_Source text_.
<<<<
Keeping It Real
The Realities Of Revival
One of the first things we need to realize concerning the reality of revival and/or harvest is that it must be understood biblically. This may seem like a funny and rather useless statement, but the sad truth is that sometimes we base our assessment of the current “revival” on vain rhetoric rather than a biblical perspective. Church growth is a very easy thing to talk about because people in this great Church want to hear about it. Whether or not it matches God’s idea of real growth or really significant harvest is another matter! Another way of looking at this reality is by realizing that revival may be present and all around us, yet we personally are not part of it. There is an inherent “danger” of being associated with a revival-minded organization. While the body is experiencing growth, we in the local congregations might not. And there is a strong temptation then to believe that since we are part of the organization that is growing, we are therefore growing too. But is that a reasonable conclusion? A dead or dying local assembly in the midst of other churches that are growing well cannot rightly conclude that they are having growth in their own congregation. Yet, they may say, they are part of something alive and well and growing. The same danger applies to individual saints in a growing assembly. While others are using the gifts and talents that God gave them for growing His Church, some saints may sit and abrogate their personal responsibilities to others. They eventually become good at nothing more than acting like Christians, yet being personally unproductive and in danger of being pruned from the precious vine of Jesus. Again, they might say, or even boast, that they are part of a growing congregation that is really “in revival.” Unfortunately, they as individuals are not part of that revival.
In Matthew 13:52 Jesus said, “Therefore every scribe which is instructed unto the kingdom of heaven is like unto a man that is an householder, which bringeth forth out of his treasure things new and old.” What He was saying is simply this: when we dedicate ourselves to becoming real students of the Word of God, we will find great treasures within us that can be brought out and used to accomplish great things. Jesus promised His followers that they would be preachers, teachers, and witnesses for Him. But He also told them to wait until they were endued with power from on high before attempting to do what they were commissioned to do. They would first need the power and the direction of the Spirit, and then add the special anointing of love that comes with it to really be the light of the world that Jesus wanted them to be. So an understanding of the biblical perspective of real church growth is vital to the instruction that Jesus mentioned in the above scripture in Matthew. This brings us to another reality concerning the revival of today.
Several great principles of harvest can be gleaned from the fourth chapter of Mark. In this chapter we find the parable of the sower and the seed. It wasn’t a long sermon at all that Jesus taught that day. In fact, it only took a few moments to describe the actions and results of the farmer’s efforts. The reaction of the crowd, however, demonstrates the impact that this “little teaching” had on them. Though Jesus had addressed a multitude of so-called followers, by the time he finished the short account of the seed and the different types of soil it fell upon, there were only a few that remained behind and asked Him concerning the point of the message. To them He said, “Unto you is given to know the mystery of the Kingdom of God: but unto them that are without, all these things are done in parables: that seeing they may see, and not perceive; and hearing they may hear, and not understand; lest at any time they should be converted, and their sins should be forgiven them.” Jesus had used a parable to separate the wheat from the chaff. He taught this little story to those who really wanted to know more about the kingdom. When they stayed behind and asked Him about the meaning of the parable, Jesus gladly explained it to them. Those that had left already had gone their way still bound by ignorance and unbelief.
>>>>
_Required work_.
1. In the essay on revival, which chapter of Mark contains the parable of the sower and the seed?
2. Decide whether each statement agrees with the essay on revival. Answer yes or no and quote the words that settle it.
(a) When the larger body is growing, every local congregation within it is growing too.
(b) Jesus told His followers to wait until they were endued with power from on high.
(c) The sermon Jesus taught that day was a long one.
3. Carry on the essay on revival from its final sentence.

_Provided information_.
<<<<
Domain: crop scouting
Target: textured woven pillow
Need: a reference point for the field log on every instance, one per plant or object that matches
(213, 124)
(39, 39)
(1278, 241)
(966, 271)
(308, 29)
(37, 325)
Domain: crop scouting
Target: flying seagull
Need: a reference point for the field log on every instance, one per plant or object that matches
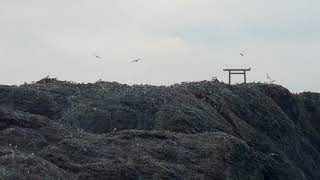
(270, 79)
(136, 60)
(242, 53)
(98, 57)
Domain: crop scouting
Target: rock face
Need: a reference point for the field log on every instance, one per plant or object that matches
(200, 130)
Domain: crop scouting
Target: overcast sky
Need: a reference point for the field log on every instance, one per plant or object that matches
(178, 40)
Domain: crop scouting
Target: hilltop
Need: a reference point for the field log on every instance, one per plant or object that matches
(54, 129)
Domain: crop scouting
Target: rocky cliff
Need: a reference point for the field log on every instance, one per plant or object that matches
(199, 130)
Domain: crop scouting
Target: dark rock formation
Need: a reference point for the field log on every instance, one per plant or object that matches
(200, 130)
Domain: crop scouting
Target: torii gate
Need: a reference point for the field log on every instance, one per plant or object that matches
(238, 71)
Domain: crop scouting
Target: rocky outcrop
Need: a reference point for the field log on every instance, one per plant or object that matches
(200, 130)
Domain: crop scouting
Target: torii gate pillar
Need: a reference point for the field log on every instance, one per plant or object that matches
(238, 71)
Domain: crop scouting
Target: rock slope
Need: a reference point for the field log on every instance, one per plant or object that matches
(199, 130)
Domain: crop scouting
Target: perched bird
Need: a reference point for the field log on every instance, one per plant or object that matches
(136, 60)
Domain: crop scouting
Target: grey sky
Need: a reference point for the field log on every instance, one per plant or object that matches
(178, 40)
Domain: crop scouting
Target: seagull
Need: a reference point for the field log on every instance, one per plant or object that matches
(136, 60)
(268, 77)
(98, 57)
(242, 53)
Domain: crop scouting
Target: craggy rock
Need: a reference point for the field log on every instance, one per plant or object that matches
(200, 130)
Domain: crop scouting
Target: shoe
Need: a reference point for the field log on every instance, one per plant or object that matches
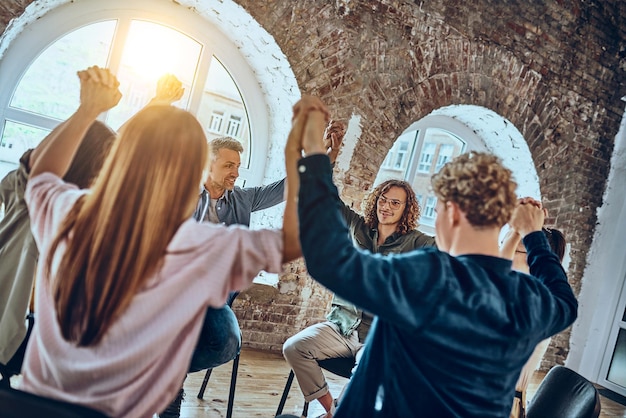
(330, 413)
(173, 409)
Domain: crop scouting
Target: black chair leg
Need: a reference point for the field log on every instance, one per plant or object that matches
(204, 383)
(283, 398)
(231, 393)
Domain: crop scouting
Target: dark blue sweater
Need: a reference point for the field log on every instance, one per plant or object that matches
(451, 333)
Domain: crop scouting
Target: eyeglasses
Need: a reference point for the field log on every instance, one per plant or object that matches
(393, 203)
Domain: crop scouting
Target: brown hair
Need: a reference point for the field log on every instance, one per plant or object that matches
(411, 214)
(90, 155)
(117, 235)
(480, 185)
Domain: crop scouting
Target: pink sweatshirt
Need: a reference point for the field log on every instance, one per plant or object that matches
(139, 365)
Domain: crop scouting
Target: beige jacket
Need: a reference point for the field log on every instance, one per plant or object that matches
(18, 257)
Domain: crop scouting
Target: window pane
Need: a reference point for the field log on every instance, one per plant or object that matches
(16, 139)
(428, 211)
(151, 51)
(222, 111)
(397, 160)
(50, 86)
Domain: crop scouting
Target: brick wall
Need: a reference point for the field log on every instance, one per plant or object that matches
(556, 69)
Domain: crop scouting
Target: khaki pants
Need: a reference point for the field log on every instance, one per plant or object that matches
(318, 342)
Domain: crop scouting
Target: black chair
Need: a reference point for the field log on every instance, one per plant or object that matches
(233, 376)
(18, 404)
(341, 366)
(564, 393)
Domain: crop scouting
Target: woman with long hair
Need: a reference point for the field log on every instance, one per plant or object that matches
(126, 274)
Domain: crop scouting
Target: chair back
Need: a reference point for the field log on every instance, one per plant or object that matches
(564, 393)
(18, 404)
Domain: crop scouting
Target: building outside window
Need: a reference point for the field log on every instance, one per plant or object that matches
(139, 44)
(426, 158)
(234, 124)
(446, 151)
(428, 215)
(215, 125)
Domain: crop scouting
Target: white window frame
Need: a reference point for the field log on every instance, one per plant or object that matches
(442, 157)
(63, 19)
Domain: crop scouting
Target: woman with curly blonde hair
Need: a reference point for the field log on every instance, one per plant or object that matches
(410, 215)
(387, 226)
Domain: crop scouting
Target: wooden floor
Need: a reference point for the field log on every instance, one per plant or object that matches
(260, 382)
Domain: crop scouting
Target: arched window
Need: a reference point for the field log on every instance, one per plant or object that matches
(426, 145)
(139, 41)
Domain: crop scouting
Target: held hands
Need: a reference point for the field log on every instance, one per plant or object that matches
(529, 216)
(333, 137)
(98, 90)
(169, 90)
(310, 118)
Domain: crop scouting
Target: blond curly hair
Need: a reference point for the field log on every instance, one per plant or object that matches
(411, 214)
(482, 187)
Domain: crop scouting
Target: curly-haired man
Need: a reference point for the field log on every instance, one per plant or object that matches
(388, 225)
(454, 325)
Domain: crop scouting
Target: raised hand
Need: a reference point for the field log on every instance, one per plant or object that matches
(333, 138)
(315, 116)
(99, 90)
(169, 90)
(529, 216)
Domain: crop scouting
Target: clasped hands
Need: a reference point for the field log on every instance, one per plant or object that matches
(309, 131)
(99, 90)
(528, 216)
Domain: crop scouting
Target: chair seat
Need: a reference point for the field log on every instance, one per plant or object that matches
(18, 404)
(564, 393)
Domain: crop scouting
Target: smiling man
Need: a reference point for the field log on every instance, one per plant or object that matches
(222, 202)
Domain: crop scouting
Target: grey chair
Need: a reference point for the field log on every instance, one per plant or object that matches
(564, 393)
(341, 366)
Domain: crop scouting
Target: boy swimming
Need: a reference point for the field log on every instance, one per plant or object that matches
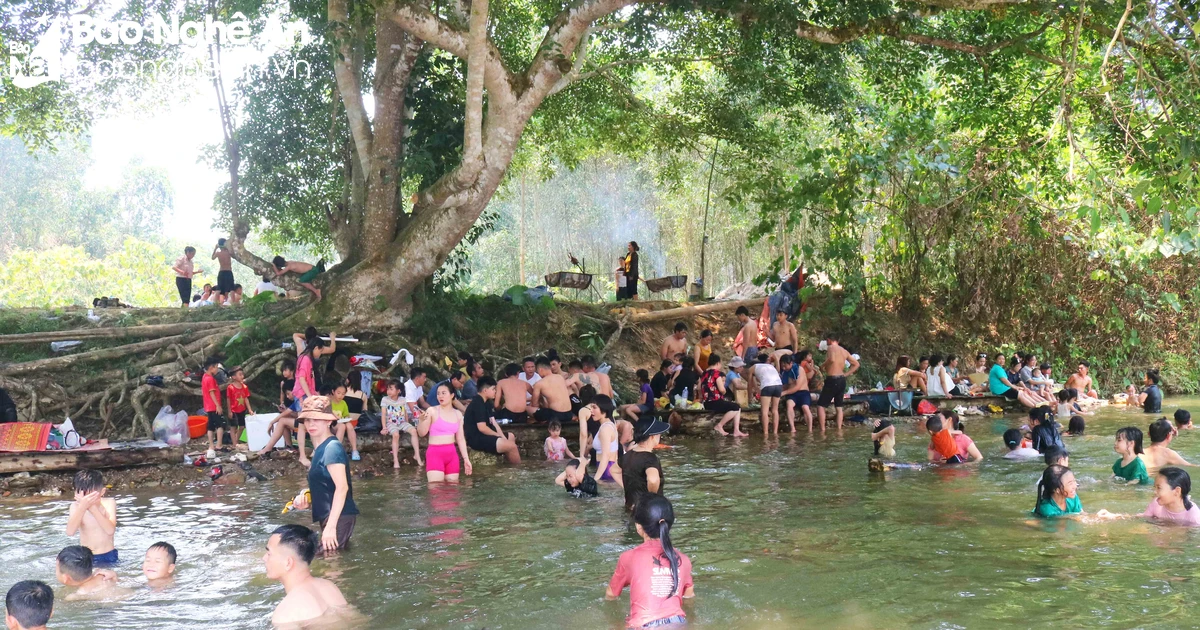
(94, 517)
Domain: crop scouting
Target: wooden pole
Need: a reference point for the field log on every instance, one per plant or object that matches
(155, 330)
(695, 310)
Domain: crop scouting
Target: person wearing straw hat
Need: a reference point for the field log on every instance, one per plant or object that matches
(329, 478)
(642, 472)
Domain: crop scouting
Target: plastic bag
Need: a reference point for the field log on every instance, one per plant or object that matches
(169, 426)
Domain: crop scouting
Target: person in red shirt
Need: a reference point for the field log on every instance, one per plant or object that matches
(658, 575)
(211, 394)
(238, 394)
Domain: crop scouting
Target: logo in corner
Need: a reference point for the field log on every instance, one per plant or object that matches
(41, 65)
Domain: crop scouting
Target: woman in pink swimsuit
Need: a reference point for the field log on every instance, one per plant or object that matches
(443, 425)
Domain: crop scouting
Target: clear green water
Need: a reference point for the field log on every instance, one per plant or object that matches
(793, 533)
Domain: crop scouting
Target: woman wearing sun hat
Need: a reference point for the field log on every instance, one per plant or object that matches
(642, 472)
(329, 478)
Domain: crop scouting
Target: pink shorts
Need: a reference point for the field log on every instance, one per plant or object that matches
(442, 457)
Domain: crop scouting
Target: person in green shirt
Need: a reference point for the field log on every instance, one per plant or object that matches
(345, 423)
(1056, 493)
(1129, 469)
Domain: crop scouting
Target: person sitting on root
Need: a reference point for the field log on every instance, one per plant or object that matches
(307, 273)
(479, 426)
(907, 378)
(712, 395)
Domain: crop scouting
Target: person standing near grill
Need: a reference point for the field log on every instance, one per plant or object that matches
(629, 267)
(185, 270)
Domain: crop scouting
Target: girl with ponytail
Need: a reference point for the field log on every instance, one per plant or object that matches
(658, 575)
(1171, 502)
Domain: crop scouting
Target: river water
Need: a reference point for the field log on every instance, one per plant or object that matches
(792, 533)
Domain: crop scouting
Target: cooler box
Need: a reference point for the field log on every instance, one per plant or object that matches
(256, 431)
>>>>
_Answers for the exercise_.
1. The fourth chapter of Mark.

2.
(a) No: "While the body is experiencing growth, we in the local congregations might not."
(b) Yes: "But He also told them to wait until they were endued with power from on high before attempting to do what they were commissioned to do."
(c) No: "It wasn’t a long sermon at all that Jesus taught that day."

3.
After a clear explanation of the parable, Jesus in verse 24 explains, “Take heed what ye hear: with what measure ye mete, it shall be measured to you: and unto you that hear shall more be given.” Moffat’s translation puts it this way, “With the measure you deal out to others it will be dealt out to yourselves and you will receive extra.” Therefore, the second reality tells us that in order to understand revival biblically, we must desire to really understand without compromising. We have to be careful with what we hear and what we do with these precious truths that we have been given. Jesus’ principle is this: to get more, we must use what we have already. The desire to understand is not always easy though. Unfortunately, the temptation to compromise is always present in us. In fact, it seems that the Lord Himself actually offers us opportunities to hear and go home without a real understanding. It seems that in some ways He is still communicating in parables! Do we want to know the meaning behind it?
Not long after the birth of this great Church in Acts 2, we read about the healing of the lame man at the Beautiful gate of the Temple in chapter 3. Not only is this a true account of a magnificent and supernatural deliverance, it also presents us with great spiritual symbolism. The poor crippled man was accustomed to being brought to the same place each day where he hoped to find the same little offerings that would sustain him for twenty-four more hours in his pitiful existence. He was quite used to it. In fact, he was so used to receiving this minimum that he nearly missed the will of God on the fateful day of his healing. As Peter and John focused their gaze on him in Acts 3:5, we are told, “And he gave heed unto them, expecting to receive something of them.” Unfortunately, he was expecting to receive the wrong thing! In the presence of powerfully anointed men of God, and with the Lord wanting to heal him and change his life forever, the lame man was simply intent on finding the bare minimum as usual.
This is not so unlike much of what we experience. Have we settled on being spiritually crippled when God’s will is for us to be mightily healed and used in the kingdom? Are we used to receiving so little that we cannot recognize the intervention of God when He wants to take us to a new level of spiritual depth? How many times, in church services for example, have we settled for less than God’s best? Do we come to church expecting the very minimum or the very maximum? Sadly enough, the potential to compromise is ever before us. Too many times we may find ourselves expecting to receive the wrong things. The Vine wants to give us all things that are beneficial to our spiritual health in order that we may bring forth much fruit. We must not settle for less than what He wants for our lives and our personal ministries and we should desire to fully understand our individual parts in God’s revival scheme.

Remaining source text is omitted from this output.